§ **EXERCISE INSTRUCTIONS**: Retype the part of the entries below that starts with the line containing "Which region of this scan contains the weasel head?" and runs to the end of the entries, both ends included, keeping every line the same.

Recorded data
******************************

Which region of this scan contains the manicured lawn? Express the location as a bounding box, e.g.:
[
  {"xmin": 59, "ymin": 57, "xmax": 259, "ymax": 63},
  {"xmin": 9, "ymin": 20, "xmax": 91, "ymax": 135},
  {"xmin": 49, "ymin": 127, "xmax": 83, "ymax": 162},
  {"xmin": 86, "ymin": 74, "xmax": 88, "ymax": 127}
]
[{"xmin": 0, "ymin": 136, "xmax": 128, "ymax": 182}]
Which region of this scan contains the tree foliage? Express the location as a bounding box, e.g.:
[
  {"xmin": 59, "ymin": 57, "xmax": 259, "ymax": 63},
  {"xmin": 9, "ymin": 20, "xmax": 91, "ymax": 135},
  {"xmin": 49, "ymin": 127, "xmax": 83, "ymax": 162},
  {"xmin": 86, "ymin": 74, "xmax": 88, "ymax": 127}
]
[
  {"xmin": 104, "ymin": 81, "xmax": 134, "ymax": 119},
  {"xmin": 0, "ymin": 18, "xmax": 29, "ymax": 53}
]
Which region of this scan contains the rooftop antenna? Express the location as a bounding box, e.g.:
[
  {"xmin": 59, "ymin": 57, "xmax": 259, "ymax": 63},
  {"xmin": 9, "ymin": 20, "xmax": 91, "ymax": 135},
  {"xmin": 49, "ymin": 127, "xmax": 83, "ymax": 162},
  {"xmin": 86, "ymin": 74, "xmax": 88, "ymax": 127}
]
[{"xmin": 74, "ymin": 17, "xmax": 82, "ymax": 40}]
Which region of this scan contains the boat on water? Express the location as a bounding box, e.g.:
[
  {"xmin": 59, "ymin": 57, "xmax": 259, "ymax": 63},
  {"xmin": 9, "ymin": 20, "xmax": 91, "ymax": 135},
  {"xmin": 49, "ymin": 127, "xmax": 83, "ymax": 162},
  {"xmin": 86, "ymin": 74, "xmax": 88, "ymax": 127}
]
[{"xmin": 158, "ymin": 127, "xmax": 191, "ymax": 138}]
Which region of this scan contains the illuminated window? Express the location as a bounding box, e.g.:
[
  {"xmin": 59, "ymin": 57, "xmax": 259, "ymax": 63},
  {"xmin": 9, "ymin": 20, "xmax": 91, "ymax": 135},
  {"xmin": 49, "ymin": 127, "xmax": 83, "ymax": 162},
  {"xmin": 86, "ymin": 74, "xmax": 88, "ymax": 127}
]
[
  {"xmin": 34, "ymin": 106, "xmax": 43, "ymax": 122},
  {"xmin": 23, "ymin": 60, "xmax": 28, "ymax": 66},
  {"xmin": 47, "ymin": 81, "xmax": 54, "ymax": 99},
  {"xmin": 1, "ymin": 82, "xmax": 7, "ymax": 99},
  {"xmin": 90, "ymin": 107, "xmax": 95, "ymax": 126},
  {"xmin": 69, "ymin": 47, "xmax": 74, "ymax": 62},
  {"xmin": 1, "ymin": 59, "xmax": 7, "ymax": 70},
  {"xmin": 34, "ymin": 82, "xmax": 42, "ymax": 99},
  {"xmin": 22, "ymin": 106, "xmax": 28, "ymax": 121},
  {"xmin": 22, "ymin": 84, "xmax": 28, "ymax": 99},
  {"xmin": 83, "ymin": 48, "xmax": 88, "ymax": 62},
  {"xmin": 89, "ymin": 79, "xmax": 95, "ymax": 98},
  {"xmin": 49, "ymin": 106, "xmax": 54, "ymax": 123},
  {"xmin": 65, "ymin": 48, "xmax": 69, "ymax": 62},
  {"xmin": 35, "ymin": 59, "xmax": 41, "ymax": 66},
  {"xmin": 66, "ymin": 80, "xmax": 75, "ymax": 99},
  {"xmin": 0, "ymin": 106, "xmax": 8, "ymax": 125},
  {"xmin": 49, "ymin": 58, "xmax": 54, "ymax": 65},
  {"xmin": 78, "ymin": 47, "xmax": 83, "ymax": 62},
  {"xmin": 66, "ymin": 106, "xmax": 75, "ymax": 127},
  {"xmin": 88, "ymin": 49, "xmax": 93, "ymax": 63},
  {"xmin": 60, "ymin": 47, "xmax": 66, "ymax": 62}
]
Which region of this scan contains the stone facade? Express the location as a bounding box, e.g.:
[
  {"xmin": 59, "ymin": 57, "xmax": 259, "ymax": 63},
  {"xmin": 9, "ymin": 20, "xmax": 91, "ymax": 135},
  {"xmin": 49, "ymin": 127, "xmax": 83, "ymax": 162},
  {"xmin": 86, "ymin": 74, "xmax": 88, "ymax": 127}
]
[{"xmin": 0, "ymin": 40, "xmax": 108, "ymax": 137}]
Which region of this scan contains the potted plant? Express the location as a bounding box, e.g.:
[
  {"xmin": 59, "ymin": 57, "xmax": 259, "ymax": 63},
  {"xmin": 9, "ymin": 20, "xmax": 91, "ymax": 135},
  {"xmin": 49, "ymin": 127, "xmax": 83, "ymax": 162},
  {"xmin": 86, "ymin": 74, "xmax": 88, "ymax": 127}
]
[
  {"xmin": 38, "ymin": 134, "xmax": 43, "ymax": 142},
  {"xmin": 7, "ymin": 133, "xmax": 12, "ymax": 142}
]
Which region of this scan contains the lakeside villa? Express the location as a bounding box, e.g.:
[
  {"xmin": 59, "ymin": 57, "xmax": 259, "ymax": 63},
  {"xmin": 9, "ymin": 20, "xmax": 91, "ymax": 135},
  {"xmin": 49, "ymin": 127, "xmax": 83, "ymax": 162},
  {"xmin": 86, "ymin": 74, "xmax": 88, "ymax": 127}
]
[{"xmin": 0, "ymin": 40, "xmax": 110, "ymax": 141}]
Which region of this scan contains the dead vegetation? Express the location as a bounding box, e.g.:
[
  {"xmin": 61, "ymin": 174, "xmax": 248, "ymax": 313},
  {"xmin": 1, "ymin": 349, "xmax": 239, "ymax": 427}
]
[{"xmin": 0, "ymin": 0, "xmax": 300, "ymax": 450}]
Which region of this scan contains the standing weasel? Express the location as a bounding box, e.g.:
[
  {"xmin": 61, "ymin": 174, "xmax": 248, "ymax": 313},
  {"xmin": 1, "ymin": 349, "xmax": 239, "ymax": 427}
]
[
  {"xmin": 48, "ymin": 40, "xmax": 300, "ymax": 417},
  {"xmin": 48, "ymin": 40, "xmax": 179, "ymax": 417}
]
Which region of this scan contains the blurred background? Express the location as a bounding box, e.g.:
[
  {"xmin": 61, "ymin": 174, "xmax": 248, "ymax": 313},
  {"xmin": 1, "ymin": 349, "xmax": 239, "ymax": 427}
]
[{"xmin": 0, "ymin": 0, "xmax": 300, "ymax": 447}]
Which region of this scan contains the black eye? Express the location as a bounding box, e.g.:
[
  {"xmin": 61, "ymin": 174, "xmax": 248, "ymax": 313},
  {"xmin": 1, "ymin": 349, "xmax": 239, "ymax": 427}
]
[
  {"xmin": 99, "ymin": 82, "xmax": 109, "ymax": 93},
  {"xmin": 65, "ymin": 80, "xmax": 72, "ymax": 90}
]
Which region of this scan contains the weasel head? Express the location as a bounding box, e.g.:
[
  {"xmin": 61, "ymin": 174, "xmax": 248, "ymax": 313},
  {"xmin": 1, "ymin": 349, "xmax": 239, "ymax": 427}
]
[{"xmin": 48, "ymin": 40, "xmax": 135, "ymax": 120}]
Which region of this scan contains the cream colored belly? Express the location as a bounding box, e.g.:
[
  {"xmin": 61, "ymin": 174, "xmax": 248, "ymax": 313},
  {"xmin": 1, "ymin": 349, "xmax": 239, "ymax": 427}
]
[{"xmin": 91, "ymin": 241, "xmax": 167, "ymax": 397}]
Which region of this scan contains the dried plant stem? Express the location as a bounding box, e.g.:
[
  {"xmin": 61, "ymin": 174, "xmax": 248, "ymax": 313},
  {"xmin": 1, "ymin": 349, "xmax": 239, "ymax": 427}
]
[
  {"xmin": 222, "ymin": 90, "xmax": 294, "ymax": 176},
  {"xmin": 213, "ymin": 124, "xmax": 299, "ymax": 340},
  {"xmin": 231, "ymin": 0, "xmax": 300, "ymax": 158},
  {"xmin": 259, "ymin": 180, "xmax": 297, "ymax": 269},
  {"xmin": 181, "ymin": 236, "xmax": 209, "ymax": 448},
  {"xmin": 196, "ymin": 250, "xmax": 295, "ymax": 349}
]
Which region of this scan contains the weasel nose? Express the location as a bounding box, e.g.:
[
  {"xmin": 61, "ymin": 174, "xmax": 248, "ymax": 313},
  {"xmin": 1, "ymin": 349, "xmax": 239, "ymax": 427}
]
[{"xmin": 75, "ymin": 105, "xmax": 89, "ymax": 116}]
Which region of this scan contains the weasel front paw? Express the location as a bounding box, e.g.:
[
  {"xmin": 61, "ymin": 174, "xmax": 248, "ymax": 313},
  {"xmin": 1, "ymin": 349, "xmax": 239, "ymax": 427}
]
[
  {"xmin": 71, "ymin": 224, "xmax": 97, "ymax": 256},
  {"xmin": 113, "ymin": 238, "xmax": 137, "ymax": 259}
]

******************************

§ **WORKED SOLUTION**:
Which region of this scan contains the weasel head? Express the location as a bounding box, e.g.:
[
  {"xmin": 61, "ymin": 174, "xmax": 248, "ymax": 313},
  {"xmin": 1, "ymin": 349, "xmax": 239, "ymax": 427}
]
[{"xmin": 48, "ymin": 40, "xmax": 135, "ymax": 120}]
Which region of this scan contains the cream colored belly? Express the location as a bounding box, e.g.:
[
  {"xmin": 61, "ymin": 174, "xmax": 248, "ymax": 313},
  {"xmin": 1, "ymin": 349, "xmax": 239, "ymax": 427}
]
[{"xmin": 91, "ymin": 241, "xmax": 167, "ymax": 397}]
Which region of this scan contains the dried plant stem? Express the location as a bounding box, e.g.:
[
  {"xmin": 61, "ymin": 174, "xmax": 248, "ymax": 313},
  {"xmin": 1, "ymin": 349, "xmax": 239, "ymax": 427}
]
[
  {"xmin": 222, "ymin": 90, "xmax": 294, "ymax": 176},
  {"xmin": 213, "ymin": 124, "xmax": 299, "ymax": 340},
  {"xmin": 231, "ymin": 0, "xmax": 300, "ymax": 158},
  {"xmin": 259, "ymin": 180, "xmax": 297, "ymax": 269},
  {"xmin": 181, "ymin": 236, "xmax": 209, "ymax": 448},
  {"xmin": 196, "ymin": 250, "xmax": 295, "ymax": 349}
]
Which region of this scan contains the weasel nose? Express the location as a bounding box, e.g.:
[
  {"xmin": 61, "ymin": 174, "xmax": 248, "ymax": 313},
  {"xmin": 1, "ymin": 349, "xmax": 239, "ymax": 427}
]
[{"xmin": 75, "ymin": 105, "xmax": 89, "ymax": 116}]
Which region of this scan contains the weasel front paw? Express the location as a bounding box, e.g.:
[
  {"xmin": 61, "ymin": 174, "xmax": 248, "ymax": 313},
  {"xmin": 1, "ymin": 349, "xmax": 239, "ymax": 427}
]
[
  {"xmin": 71, "ymin": 224, "xmax": 97, "ymax": 256},
  {"xmin": 113, "ymin": 238, "xmax": 137, "ymax": 259}
]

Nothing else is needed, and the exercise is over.